## [TASK TO COMPLETE]
Lines before the one containing "Target: stainless steel range hood" are excluded; reproduce that line and all lines after it in the entries below, exactly.

━━━ STORED RECORDS ━━━

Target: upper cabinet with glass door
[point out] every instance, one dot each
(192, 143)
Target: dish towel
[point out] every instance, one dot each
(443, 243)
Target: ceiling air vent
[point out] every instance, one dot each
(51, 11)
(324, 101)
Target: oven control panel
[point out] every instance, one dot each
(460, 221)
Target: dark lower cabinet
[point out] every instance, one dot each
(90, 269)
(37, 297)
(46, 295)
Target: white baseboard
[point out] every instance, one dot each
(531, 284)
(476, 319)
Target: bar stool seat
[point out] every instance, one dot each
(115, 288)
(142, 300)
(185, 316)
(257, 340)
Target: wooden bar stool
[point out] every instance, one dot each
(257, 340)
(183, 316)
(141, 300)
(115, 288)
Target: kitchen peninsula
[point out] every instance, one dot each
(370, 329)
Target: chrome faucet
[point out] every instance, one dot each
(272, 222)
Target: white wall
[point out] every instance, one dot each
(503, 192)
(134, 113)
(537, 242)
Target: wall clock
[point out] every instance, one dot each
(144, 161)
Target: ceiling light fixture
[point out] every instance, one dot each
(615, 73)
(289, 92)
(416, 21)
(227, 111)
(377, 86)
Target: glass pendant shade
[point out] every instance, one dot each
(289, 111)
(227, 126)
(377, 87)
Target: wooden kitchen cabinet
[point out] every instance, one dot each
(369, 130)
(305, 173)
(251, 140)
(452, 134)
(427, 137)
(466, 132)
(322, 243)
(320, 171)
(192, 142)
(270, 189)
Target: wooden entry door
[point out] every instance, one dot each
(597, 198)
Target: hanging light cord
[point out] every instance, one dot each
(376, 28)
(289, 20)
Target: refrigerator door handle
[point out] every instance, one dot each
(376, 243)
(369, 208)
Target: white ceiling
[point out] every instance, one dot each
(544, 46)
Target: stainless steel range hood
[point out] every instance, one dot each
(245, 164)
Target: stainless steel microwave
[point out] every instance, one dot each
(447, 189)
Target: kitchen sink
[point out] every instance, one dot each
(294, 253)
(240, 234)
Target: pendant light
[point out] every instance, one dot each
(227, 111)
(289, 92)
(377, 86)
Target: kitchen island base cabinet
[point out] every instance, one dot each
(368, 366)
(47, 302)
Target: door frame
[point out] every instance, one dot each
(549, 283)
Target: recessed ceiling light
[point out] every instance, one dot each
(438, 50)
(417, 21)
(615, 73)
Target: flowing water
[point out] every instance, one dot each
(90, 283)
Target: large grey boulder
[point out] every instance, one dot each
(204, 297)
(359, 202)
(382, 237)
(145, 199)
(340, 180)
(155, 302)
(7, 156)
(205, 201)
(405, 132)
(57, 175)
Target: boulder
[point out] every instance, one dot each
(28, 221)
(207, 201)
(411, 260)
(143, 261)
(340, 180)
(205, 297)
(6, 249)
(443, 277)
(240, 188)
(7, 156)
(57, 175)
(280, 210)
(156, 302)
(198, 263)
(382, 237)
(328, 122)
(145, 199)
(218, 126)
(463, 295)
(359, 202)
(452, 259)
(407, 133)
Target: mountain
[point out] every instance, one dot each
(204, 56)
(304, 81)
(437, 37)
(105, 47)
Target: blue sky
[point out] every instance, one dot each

━━━

## [TASK ANSWER]
Target: stainless steel range hood
[point out] every instance, one dot each
(245, 164)
Target: stainless steel microwave
[point out] every instance, one dot each
(447, 189)
Target: kitchen sink
[point out] every instance, one dot each
(294, 253)
(240, 234)
Target: pendant light
[point out] every instance, one dot each
(227, 111)
(289, 92)
(377, 86)
Target: kitchen island base cabinet
[point out] every instance, one dot each
(368, 366)
(47, 302)
Target: door frame
[point out] every instance, one dot each
(549, 283)
Target: recessed ceiling light
[point out] every instance, one dot each
(438, 50)
(417, 21)
(615, 73)
Target: flowing water
[point out] every instance, one dot each
(90, 283)
Target: large grey boulder
[point out] every instance, one dot each
(204, 297)
(359, 202)
(382, 237)
(145, 199)
(340, 180)
(155, 302)
(7, 156)
(205, 201)
(405, 132)
(57, 175)
Target: boulder
[point out] every instance, one dot each
(28, 221)
(207, 201)
(411, 260)
(143, 261)
(340, 180)
(205, 297)
(6, 249)
(443, 277)
(240, 188)
(7, 156)
(57, 175)
(280, 210)
(156, 302)
(198, 263)
(382, 237)
(328, 122)
(145, 199)
(218, 126)
(463, 295)
(359, 202)
(452, 259)
(407, 133)
Target: mountain
[point out] every instance, one dot each
(204, 56)
(304, 81)
(437, 37)
(105, 47)
Target: blue sky
[point out] every instance, one dot each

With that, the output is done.